Your task is to repeat the entries underneath exactly, minus the pictures.

** START OF SUPPLIED MATERIAL **

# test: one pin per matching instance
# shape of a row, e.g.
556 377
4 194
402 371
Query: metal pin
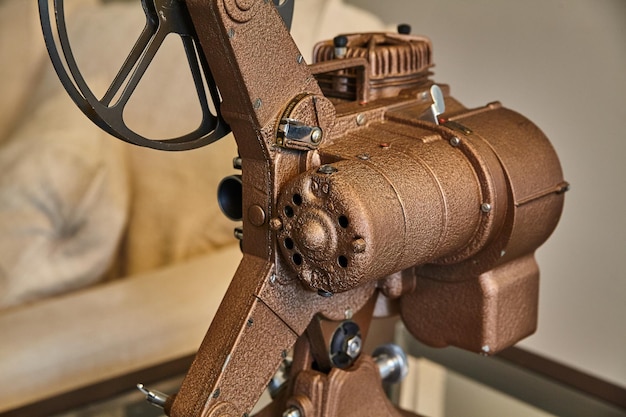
156 398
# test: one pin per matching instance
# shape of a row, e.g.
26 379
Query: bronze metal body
360 195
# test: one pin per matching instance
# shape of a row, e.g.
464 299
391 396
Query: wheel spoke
135 54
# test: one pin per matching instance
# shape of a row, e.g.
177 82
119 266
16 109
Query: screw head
316 135
353 346
326 169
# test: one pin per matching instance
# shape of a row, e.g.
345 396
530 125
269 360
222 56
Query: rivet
326 169
276 223
256 215
316 135
324 293
358 245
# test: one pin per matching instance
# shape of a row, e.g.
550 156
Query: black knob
340 41
404 29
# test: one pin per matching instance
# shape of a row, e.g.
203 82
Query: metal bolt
292 412
358 245
155 398
392 363
353 346
316 135
276 223
326 169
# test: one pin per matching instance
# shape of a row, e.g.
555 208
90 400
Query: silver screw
316 135
353 346
292 412
326 169
392 363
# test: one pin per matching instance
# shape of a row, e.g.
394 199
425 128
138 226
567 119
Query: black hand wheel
163 17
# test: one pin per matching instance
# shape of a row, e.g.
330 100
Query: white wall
563 65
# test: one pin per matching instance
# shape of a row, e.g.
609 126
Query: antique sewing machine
366 190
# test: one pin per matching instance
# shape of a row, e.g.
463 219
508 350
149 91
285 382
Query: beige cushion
77 205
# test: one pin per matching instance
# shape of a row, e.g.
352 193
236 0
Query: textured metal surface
382 205
442 217
394 62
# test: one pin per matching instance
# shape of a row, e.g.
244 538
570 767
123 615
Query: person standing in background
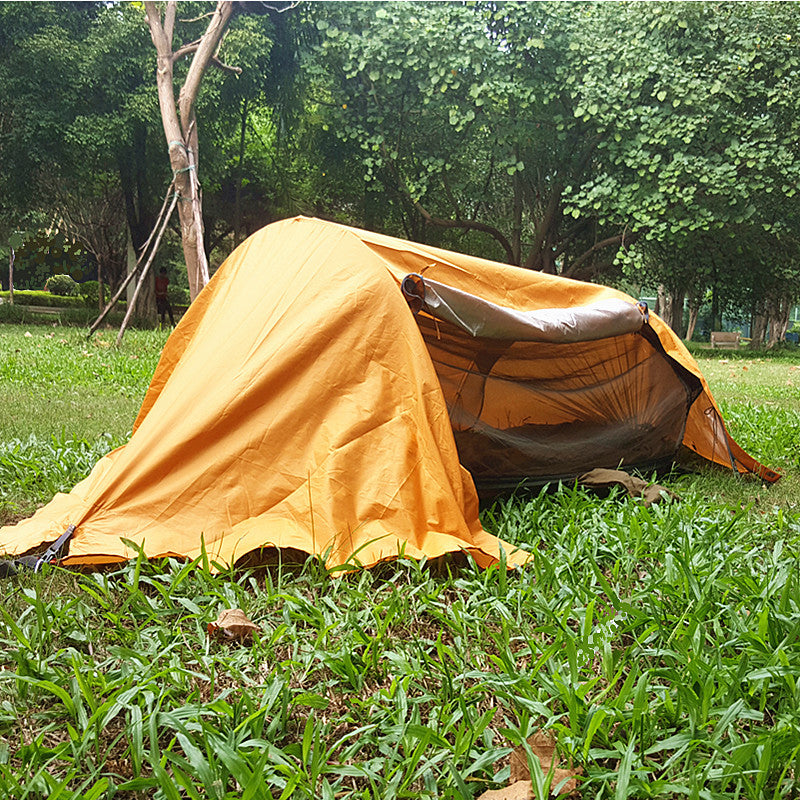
162 301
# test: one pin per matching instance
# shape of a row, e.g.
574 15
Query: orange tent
330 389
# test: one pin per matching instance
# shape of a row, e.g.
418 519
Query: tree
180 121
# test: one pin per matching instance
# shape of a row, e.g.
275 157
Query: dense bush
62 285
90 293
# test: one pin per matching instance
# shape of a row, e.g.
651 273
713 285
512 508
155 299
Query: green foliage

** END OF SUPPLIED MATERIAL **

» **SOLUTION TO THE PROBLEM**
# test: one pin per matching instance
# shape of a row, e.g.
556 377
4 194
402 371
Query: metal pin
156 398
# test: one pin per matching instance
# shape of a row, e.g.
26 379
Query: bronze metal body
360 195
# test: one pin per matching instance
# shape of a row, e.g.
464 299
391 396
Query: wheel spoke
135 54
# test: one pin per matching instance
# shape of a row, e.g.
177 82
119 266
16 109
Query: screw head
316 135
353 346
326 169
# test: one pin per matching instance
# shape of a row, e.g.
345 396
530 125
269 360
222 56
Query: rivet
326 169
276 223
256 215
316 135
324 293
358 245
# test: one pin per matching instance
# shape of a row, e.g.
550 156
Query: black knob
340 41
404 29
# test: one pin per matching instance
# shape of a row, e.g.
203 82
Query: metal bolt
292 412
358 245
155 398
392 363
353 346
316 135
276 223
326 169
# test: one pin per matching instance
# shape of a row, e.g.
555 208
90 400
Query: silver screw
316 135
353 346
292 412
326 169
392 363
# test: one pin per matching instance
# shape of a row, e.g.
394 199
425 128
138 226
567 119
Query: black hand wheel
163 17
# test: one pin per matching instance
# shape of a row, e.g.
330 100
Query: white wall
563 65
# test: one pin per matching instance
# shape of a row, e.g.
609 126
Query: antique sewing machine
366 190
# test: one pin per matching instance
# shape of a row, e.g.
463 219
508 350
149 91
285 382
Query: beige cushion
77 205
# test: one pin per matching instance
# shape of a row, e.g.
352 193
236 0
Query: textured metal surface
382 205
442 217
394 62
# test: one pin per matching instance
# shape of a row, e.g.
244 538
570 767
123 615
Query: person standing in background
162 301
# test: one pin per matching instance
# shape of a row, e.g.
574 15
Query: orange tent
330 389
# test: one pin per matching instance
# shape of a row, e.g.
418 519
Query: tree
180 121
# test: one pin per matching instance
# shape of a row, e.g.
275 157
Query: dense bush
62 285
90 293
# test: one pin per matching instance
# shape of a row, e.g.
651 273
713 285
512 508
155 299
Query: green foliage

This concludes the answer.